___ Selected excerpt

# Blood pressure after TT?



## Alicia123 (Oct 7, 2011)

Last night was terrible.

After my TT on thurs. the hospital told me to go off of my blood presdure meds. Well I have been feeling terribke, so I checked my blood pressure last night....196/112...so, that led me into a full panic attack. Calked my gp and she told me to take two bp pills and a valium and try to sleep. Two hrs later I finally fell asleep. This morning I feel the same. I am affraid to take my bp, and im affraid to take my synthroid (but I did anyway). My anxiety is through the roof and am scared. Any thoughts?

Thx.


----------



## Andros (Aug 26, 2009)

Alicia123 said:


> Last night was terrible.
> 
> After my TT on thurs. the hospital told me to go off of my blood presdure meds. Well I have been feeling terribke, so I checked my blood pressure last night....196/112...so, that led me into a full panic attack. Calked my gp and she told me to take two bp pills and a valium and try to sleep. Two hrs later I finally fell asleep. This morning I feel the same. I am affraid to take my bp, and im affraid to take my synthroid (but I did anyway). My anxiety is through the roof and am scared. Any thoughts?

______
___ Listed records

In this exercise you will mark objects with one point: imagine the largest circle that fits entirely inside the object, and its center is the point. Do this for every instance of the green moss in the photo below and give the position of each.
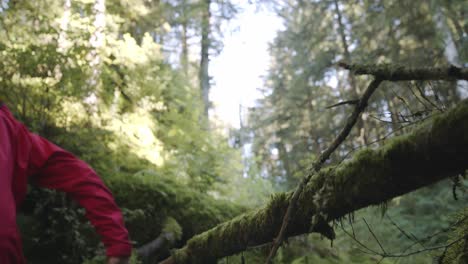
(430, 153)
(458, 252)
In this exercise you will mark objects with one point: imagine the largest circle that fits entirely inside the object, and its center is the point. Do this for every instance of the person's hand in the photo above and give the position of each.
(118, 260)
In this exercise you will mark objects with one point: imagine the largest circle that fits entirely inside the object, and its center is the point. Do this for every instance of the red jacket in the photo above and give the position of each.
(24, 155)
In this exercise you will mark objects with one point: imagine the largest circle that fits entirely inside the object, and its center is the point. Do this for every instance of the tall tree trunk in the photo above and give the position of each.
(184, 55)
(96, 42)
(204, 61)
(355, 91)
(62, 40)
(450, 49)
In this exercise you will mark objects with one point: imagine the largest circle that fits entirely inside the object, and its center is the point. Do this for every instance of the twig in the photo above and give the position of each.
(359, 108)
(375, 237)
(351, 102)
(400, 73)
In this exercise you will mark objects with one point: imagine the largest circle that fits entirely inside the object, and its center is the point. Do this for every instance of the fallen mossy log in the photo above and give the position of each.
(435, 150)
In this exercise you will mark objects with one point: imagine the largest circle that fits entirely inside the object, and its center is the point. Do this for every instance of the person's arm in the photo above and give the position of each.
(58, 169)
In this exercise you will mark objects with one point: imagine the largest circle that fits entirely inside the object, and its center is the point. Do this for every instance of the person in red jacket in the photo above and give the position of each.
(25, 155)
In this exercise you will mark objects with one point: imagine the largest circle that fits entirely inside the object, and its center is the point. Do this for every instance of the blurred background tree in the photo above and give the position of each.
(124, 84)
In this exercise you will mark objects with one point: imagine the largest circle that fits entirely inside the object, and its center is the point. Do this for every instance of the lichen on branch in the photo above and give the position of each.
(435, 150)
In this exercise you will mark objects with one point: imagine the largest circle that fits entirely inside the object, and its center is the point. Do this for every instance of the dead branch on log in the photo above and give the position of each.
(435, 151)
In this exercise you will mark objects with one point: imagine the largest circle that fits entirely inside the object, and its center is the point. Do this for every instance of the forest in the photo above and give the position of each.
(355, 151)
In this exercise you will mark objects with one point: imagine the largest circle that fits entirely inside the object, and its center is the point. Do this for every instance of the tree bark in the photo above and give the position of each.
(204, 60)
(435, 150)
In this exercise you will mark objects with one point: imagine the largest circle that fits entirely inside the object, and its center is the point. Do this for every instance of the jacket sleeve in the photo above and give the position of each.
(58, 169)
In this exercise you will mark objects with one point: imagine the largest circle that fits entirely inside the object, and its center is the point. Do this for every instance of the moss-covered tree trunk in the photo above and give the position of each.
(436, 150)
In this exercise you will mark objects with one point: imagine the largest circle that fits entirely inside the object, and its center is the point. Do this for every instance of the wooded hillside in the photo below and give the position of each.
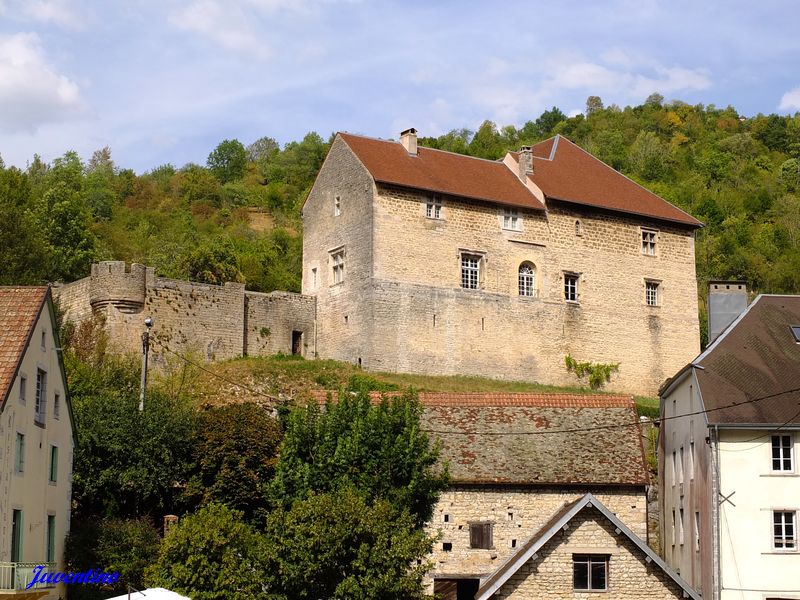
(238, 217)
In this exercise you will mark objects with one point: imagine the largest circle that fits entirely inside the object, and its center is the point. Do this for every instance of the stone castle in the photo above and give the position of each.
(419, 260)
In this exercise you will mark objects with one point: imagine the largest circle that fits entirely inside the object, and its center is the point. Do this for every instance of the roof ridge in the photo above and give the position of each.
(498, 161)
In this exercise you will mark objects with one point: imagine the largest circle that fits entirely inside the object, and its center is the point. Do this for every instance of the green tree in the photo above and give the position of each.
(338, 545)
(211, 555)
(378, 449)
(235, 451)
(24, 252)
(228, 161)
(128, 463)
(126, 546)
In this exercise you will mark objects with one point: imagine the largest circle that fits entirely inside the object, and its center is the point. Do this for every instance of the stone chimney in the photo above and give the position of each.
(525, 163)
(409, 140)
(726, 301)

______

Things to do —
A – In the blood pressure thread, what reading did the first post report from the previous night?
B – In the blood pressure thread, rewrite the paragraph beginning "After my TT on thurs." as a short list that keeps its main facts.
C – Write out the portion of the blood pressure thread starting at "## Alicia123 (Oct" and ending at "(Aug 26, 2009)".

Answers given —
A – 196/112

B –
- After the TT on Thursday, the hospital said to stop the blood pressure medication.
- The poster felt terrible, checked their blood pressure the previous night, got 196/112, and had a full panic attack.
- The GP said to take two blood pressure pills and a Valium and try to sleep. The poster fell asleep two hours later.
- The next morning the poster felt the same.
- The poster was afraid to check their blood pressure and afraid to take Synthroid, but took the Synthroid anyway.
- The poster's anxiety was very high, and the poster asked for thoughts.

C –
## Alicia123 (Oct 7, 2011)

Last night was terrible.

After my TT on thurs. the hospital told me to go off of my blood presdure meds. Well I have been feeling terribke, so I checked my blood pressure last night....196/112...so, that led me into a full panic attack. Calked my gp and she told me to take two bp pills and a valium and try to sleep. Two hrs later I finally fell asleep. This morning I feel the same. I am affraid to take my bp, and im affraid to take my synthroid (but I did anyway). My anxiety is through the roof and am scared. Any thoughts?

Thx.


----------



## Andros (Aug 26, 2009)